▸ **Exercise aim**
The entries below should be copied exactly and completely.

━━ Data in this exercise ━━

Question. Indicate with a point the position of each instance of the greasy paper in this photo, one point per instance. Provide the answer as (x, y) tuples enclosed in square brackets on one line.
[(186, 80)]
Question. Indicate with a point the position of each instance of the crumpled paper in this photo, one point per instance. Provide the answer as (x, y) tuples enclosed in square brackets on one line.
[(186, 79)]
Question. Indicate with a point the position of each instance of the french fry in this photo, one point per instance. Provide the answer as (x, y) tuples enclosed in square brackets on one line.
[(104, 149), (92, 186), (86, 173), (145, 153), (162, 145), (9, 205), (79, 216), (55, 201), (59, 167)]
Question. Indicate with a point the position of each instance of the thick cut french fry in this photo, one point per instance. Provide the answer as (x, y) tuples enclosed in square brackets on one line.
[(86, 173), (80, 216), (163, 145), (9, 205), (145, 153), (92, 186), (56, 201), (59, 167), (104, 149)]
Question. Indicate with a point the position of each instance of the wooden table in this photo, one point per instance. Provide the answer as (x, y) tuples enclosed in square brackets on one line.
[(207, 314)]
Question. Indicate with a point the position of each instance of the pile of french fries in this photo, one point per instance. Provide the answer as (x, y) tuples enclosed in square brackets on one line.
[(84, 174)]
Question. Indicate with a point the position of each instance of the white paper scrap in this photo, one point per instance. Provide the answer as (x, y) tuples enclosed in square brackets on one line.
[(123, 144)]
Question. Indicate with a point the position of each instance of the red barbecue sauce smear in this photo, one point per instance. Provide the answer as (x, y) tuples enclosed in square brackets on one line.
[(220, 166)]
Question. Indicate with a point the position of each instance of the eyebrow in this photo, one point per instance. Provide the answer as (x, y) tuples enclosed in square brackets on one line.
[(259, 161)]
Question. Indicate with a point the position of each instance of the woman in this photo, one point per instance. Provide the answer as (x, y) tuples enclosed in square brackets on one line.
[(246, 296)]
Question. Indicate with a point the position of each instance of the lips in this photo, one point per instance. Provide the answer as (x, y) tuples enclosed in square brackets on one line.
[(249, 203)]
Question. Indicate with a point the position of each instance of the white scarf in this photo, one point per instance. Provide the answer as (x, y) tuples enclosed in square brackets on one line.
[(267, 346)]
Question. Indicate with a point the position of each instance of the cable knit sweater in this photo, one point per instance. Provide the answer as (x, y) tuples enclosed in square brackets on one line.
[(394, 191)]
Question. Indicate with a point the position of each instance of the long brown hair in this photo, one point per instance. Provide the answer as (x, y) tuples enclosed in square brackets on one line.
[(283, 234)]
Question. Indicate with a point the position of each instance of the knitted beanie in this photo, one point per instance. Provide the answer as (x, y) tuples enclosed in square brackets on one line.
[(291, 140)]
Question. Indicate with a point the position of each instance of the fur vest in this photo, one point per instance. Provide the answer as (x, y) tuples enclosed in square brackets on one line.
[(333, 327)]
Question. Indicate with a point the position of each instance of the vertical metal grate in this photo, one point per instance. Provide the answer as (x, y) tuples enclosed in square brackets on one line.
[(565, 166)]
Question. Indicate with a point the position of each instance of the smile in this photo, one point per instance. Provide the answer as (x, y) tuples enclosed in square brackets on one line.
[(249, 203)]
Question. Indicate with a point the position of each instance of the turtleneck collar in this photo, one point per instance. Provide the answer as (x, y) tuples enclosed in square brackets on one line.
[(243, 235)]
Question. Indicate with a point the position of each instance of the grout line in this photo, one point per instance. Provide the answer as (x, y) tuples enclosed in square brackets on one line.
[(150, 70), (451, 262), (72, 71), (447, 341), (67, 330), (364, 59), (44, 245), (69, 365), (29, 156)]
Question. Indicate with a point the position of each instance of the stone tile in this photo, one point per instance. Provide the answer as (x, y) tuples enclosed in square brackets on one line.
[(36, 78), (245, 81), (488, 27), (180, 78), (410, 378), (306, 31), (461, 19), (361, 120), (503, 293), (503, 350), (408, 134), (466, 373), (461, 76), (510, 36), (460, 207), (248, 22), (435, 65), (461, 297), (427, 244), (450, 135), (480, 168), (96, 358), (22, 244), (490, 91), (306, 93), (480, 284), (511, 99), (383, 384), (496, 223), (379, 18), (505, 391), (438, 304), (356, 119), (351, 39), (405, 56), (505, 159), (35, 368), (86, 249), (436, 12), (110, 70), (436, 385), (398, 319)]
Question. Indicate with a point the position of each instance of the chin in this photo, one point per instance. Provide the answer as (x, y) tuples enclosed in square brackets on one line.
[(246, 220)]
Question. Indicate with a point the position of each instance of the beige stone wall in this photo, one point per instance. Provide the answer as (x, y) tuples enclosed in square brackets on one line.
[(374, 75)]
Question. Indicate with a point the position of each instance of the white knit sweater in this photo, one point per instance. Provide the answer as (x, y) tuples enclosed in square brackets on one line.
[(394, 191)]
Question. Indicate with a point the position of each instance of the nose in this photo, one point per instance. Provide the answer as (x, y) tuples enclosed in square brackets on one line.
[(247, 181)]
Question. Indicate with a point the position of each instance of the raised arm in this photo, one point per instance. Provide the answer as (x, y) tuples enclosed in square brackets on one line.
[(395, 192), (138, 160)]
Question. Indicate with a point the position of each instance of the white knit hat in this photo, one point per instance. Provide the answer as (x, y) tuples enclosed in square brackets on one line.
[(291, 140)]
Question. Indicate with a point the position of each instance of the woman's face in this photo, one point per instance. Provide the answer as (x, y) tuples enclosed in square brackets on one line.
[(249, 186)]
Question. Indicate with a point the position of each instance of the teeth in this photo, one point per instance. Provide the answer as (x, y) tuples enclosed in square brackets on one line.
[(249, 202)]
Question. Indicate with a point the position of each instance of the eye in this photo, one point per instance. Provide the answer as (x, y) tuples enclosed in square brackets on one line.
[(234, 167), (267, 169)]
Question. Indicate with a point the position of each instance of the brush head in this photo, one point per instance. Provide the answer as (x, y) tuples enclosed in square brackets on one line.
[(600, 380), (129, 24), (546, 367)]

━━━

▸ **Result of this exercise**
Question. Indicate with a point the position of each instance of the greasy paper in this photo, one point per instance. Provide the answer as (x, y) tuples enclosed in square brackets on one line.
[(186, 80)]
Question. Indicate with a point the position of each instance of the crumpled paper in this photo, one point per instance. Provide the answer as (x, y) tuples enclosed in square brackets on one line.
[(186, 79)]
Question. Indicate with a point the position of each instance of the french fry in this photo, one point per instance. Provide the answer as (x, y) tuples enclosed in square brackets on one line.
[(104, 149), (92, 186), (86, 173), (145, 153), (162, 145), (9, 205), (79, 216), (55, 201), (59, 167)]
Question. Indicate with a point the position of each instance of the thick cut french fry in this photo, one point per instance. Provide the answer as (x, y) tuples enclosed in square brackets on one line.
[(86, 173), (80, 216), (163, 145), (9, 205), (145, 153), (92, 186), (56, 201), (59, 167), (104, 149)]
Question. Indicate with a point the position of each instance of the wooden table in this photo, one point per instance. Provide the answer as (x, y) tuples enclosed in square brackets on one line.
[(207, 314)]
Question. Indicate with a point the position of each instance of the pile of french fries in this photo, one point per instance. Provide the answer as (x, y) tuples enclosed in square brackets on one line.
[(84, 174)]
Question. Indicate with a point the position of each instance of the white paper scrap in this photo, one point per instance. Provide the answer as (x, y) tuples enclosed in square brackets on one line.
[(123, 144)]
Question. Indicate with a point the position of each instance of the red barbecue sauce smear in this photo, one point per instance. Provide the answer as (x, y) tuples enclosed in square brackets on one line.
[(220, 166)]
Question. Indicate with a point the position of each instance of the eyebrow in this photo, one point per instance. Provide the answer as (x, y) tuples enclosed in square brackets on one line.
[(259, 161)]
Question. Indicate with a point the position of each instance of the woman in this photo, one point per instance. Provide the answer as (x, y) tuples enclosed in square brackets on one line.
[(246, 296)]
Question. Indicate with a point the position of each instance of the lips in this photo, one point per instance. Provide the answer as (x, y) tuples enclosed in square brackets on one line.
[(249, 203)]
Question. Indicate with a point the position of each instance of the white scarf in this photo, one point per instance. Provide the answer as (x, y) tuples enclosed in square brackets on one line.
[(267, 346)]
Question. Indicate with a point the position of each instance of the cable knit sweater in this photo, one point per instance. Provide the answer as (x, y) tuples enclosed in square brackets on one line.
[(394, 191)]
Question. Indicate with a point the position of each instance of the long brown hair in this photo, one point per instance. Provide the answer as (x, y) tuples enclosed in square brackets on one line.
[(283, 234)]
Question. Indicate with a point the position of each instance of the knitted beanie in this photo, one point per instance. Provide the answer as (x, y) tuples enclosed in square brackets on one line.
[(291, 140)]
Question. Indicate with a point the position of each instance of the fur vest in this photo, one point per instance. Provide the answer as (x, y) tuples enclosed in square brackets on one line.
[(333, 327)]
Question. Indicate with a point the position of each instance of the vertical metal grate in this photo, one point per instance. Provide the answer as (x, y) tuples enclosed in square brackets on one line.
[(565, 166)]
Question. Indicate with a point the position of each instance of the smile in this photo, one point per instance. Provide the answer as (x, y) tuples enclosed in square brackets on one line.
[(249, 203)]
Question. Indicate with a point the position of each instance of the turtleneck collar in this photo, one point per instance. Provide the answer as (x, y) tuples enclosed in square brackets on one line.
[(243, 235)]
Question. Indicate with a point the position of each instance of the grout line in this photo, one point per instance. Provide the answer as (x, y) tuples enclosed in square brackets on one line.
[(150, 70), (451, 262), (72, 71), (447, 341), (67, 330), (364, 59), (44, 245), (69, 365), (29, 156)]
Question. Indicate with a point the position of each instance of the stone tile in this photo, one point per instance. Provide the answer as (x, y) tuples enclosed in square brackets on one line.
[(36, 78), (245, 81), (488, 27), (180, 78), (410, 378), (306, 31), (461, 19), (361, 120), (503, 293), (503, 350), (408, 134), (466, 373), (461, 76), (510, 36), (460, 207), (248, 22), (435, 65), (461, 297), (427, 244), (450, 135), (480, 168), (96, 358), (22, 244), (490, 91), (306, 93), (480, 284), (511, 99), (383, 384), (496, 223), (379, 18), (505, 391), (438, 304), (356, 119), (351, 39), (405, 56), (505, 159), (35, 368), (86, 249), (436, 12), (110, 70), (436, 385), (398, 319)]
Question. Indicate with a point the position of each instance of the chin in this photo, one point per instance. Provide the answer as (x, y) tuples enclosed in square brackets on one line.
[(246, 220)]
Question. Indicate with a point the position of each instance of the beige stone wall in this photo, one point per instance. Provide the answer as (x, y) tuples enclosed in square brackets on one line.
[(374, 75)]
Question. Indicate with a point the position of each instance of the white knit sweater in this photo, one point per instance. Provide the answer as (x, y) tuples enclosed in square brackets on one line.
[(394, 191)]
Question. Indicate with a point the position of each instance of the nose in this photo, one point per instance. Provide the answer as (x, y) tuples enclosed in square brackets on one line.
[(247, 181)]
Question. Indicate with a point the position of each instance of the raised arm in this photo, one point per instance. Provide the answer as (x, y) tuples enclosed in square brackets on one line.
[(395, 192), (138, 160)]
Question. Indicate with a point the position of each instance of the white knit hat in this photo, one point per instance. Provide the answer as (x, y) tuples enclosed in square brackets on one line.
[(291, 140)]
Question. Indicate with a point the position of each instance of the woman's face in this photo, one point per instance. Provide the answer as (x, y) tuples enclosed in square brackets on one line.
[(249, 186)]
Question. Indicate with a point the position of each instance of the teeth in this photo, one point per instance. Provide the answer as (x, y) tuples enclosed in square brackets on one line.
[(249, 202)]
Question. Indicate with a point the position of each instance of the eye in this photo, one point per instance. Provide the answer as (x, y) tuples enclosed in square brackets on one line.
[(234, 167), (267, 169)]
Question. Indicate with a point the position of each instance of the brush head in this photo, one point per instance. Provide the answer as (x, y) tuples enclosed in square brackets on one line.
[(600, 380), (129, 24), (546, 367)]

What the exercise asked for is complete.